Data items:
[start]

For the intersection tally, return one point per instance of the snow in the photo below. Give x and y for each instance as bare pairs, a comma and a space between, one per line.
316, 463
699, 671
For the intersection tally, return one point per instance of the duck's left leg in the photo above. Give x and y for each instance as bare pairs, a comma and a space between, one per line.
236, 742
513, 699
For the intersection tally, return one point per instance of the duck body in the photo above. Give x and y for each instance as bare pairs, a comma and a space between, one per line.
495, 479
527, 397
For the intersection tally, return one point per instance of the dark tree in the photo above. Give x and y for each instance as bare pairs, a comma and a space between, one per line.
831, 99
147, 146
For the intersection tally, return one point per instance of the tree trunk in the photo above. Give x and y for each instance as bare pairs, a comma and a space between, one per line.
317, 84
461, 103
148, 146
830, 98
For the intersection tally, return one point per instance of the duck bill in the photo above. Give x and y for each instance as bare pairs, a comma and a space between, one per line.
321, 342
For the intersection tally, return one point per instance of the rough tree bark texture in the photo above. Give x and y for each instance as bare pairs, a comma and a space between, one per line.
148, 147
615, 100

[end]

Starting with the line that contains "of the tree" and continuing through the end of the records, reproduce every line, requests included, with each x and y coordinate in the answers multiplied by 0.4 and rounded to a whole number, halves rounding up.

TASK SOLUTION:
For the intersection tally, return one point per instance of the tree trunk in the photo above. Give x and y for each instance as bare pairs, a comma and a space between, one per line.
127, 34
184, 41
59, 58
332, 39
For the intersection tally, return one point per instance of the duck bill in the photo above. Give x and y for each instance as bare pairs, a comma and a space between, one per line.
128, 137
For the intersection tally, return one point per instance of the rough tree bark texture in the photo above. Give x and y for each instance as bare pairs, a comma and a space between, one per line.
59, 59
246, 40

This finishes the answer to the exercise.